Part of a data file
----

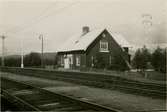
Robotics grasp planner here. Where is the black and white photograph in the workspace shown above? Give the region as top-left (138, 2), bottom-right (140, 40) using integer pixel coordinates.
top-left (0, 0), bottom-right (167, 112)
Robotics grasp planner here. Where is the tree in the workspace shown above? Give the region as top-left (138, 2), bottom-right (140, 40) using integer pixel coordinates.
top-left (132, 46), bottom-right (151, 71)
top-left (151, 47), bottom-right (166, 73)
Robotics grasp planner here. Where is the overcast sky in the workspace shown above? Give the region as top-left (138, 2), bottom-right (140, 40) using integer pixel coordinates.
top-left (0, 0), bottom-right (167, 54)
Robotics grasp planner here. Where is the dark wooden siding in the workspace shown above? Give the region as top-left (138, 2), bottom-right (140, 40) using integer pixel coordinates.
top-left (86, 30), bottom-right (129, 67)
top-left (58, 30), bottom-right (130, 69)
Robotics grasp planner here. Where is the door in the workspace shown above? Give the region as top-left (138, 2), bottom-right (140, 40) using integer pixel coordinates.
top-left (64, 58), bottom-right (70, 69)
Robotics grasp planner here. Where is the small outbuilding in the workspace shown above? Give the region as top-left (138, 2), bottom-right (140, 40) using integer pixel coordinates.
top-left (57, 26), bottom-right (131, 69)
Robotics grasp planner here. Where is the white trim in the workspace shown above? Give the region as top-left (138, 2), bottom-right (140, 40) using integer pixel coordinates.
top-left (76, 56), bottom-right (81, 66)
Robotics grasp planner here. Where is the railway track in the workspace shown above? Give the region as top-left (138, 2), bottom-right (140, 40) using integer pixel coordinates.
top-left (1, 78), bottom-right (121, 112)
top-left (0, 69), bottom-right (167, 99)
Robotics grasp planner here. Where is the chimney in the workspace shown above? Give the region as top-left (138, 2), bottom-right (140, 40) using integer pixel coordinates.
top-left (82, 26), bottom-right (89, 35)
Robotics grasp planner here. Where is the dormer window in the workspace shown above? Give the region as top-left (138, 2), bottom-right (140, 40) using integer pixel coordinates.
top-left (102, 33), bottom-right (106, 37)
top-left (100, 41), bottom-right (108, 52)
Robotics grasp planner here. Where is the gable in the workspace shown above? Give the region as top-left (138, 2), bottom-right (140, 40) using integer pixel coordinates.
top-left (58, 29), bottom-right (104, 52)
top-left (58, 28), bottom-right (130, 52)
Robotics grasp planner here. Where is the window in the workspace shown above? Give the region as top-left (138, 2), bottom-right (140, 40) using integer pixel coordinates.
top-left (76, 56), bottom-right (80, 66)
top-left (60, 56), bottom-right (64, 66)
top-left (100, 41), bottom-right (108, 52)
top-left (91, 56), bottom-right (94, 67)
top-left (102, 33), bottom-right (106, 37)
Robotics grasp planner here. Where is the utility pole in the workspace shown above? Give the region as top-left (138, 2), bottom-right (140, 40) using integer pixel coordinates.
top-left (0, 35), bottom-right (6, 67)
top-left (21, 39), bottom-right (24, 68)
top-left (39, 34), bottom-right (44, 68)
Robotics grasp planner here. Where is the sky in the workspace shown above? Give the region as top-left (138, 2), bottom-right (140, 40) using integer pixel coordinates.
top-left (0, 0), bottom-right (167, 55)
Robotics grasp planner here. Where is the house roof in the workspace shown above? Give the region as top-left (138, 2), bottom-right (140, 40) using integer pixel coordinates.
top-left (58, 28), bottom-right (130, 52)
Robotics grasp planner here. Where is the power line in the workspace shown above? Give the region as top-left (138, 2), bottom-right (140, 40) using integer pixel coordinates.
top-left (3, 4), bottom-right (58, 33)
top-left (3, 2), bottom-right (78, 33)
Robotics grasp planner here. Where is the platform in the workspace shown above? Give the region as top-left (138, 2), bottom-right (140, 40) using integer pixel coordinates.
top-left (0, 72), bottom-right (166, 112)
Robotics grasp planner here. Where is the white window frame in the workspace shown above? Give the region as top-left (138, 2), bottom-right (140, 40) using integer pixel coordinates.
top-left (76, 56), bottom-right (81, 66)
top-left (60, 56), bottom-right (64, 66)
top-left (100, 41), bottom-right (109, 52)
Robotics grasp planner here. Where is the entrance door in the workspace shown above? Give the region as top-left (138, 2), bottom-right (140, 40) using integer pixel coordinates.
top-left (64, 58), bottom-right (70, 69)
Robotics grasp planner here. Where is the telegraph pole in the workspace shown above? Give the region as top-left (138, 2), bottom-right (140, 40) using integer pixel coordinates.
top-left (0, 35), bottom-right (6, 67)
top-left (39, 34), bottom-right (44, 68)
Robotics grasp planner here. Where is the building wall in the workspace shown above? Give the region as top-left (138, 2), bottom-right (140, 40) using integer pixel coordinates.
top-left (58, 30), bottom-right (130, 69)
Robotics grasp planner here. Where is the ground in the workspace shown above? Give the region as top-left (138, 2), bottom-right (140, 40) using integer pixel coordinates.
top-left (0, 72), bottom-right (166, 112)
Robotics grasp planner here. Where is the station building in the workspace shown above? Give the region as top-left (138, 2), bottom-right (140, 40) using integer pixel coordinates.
top-left (57, 26), bottom-right (131, 69)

----

Directive
Edit the material from the line containing "Robotics grasp planner here. Where is the building" through the end, replacing "station building" with "train depot" and keeping everything else unchanged.

Solution for this task
Robotics grasp planner here. Where is the building wall in the workspace shown above? Give the region as top-left (138, 2), bottom-right (140, 40) using integer pixel coordinates.
top-left (58, 30), bottom-right (130, 69)
Robotics grasp planner here. Where is the ground in the workspace shown above? Give the region as top-left (138, 2), bottom-right (140, 40) using integer pixel coordinates.
top-left (0, 72), bottom-right (166, 112)
Robotics grasp planner here. Where is the train depot in the workspace shown above? Give the region as top-left (138, 2), bottom-right (140, 40) using integer pixel coordinates.
top-left (57, 26), bottom-right (131, 69)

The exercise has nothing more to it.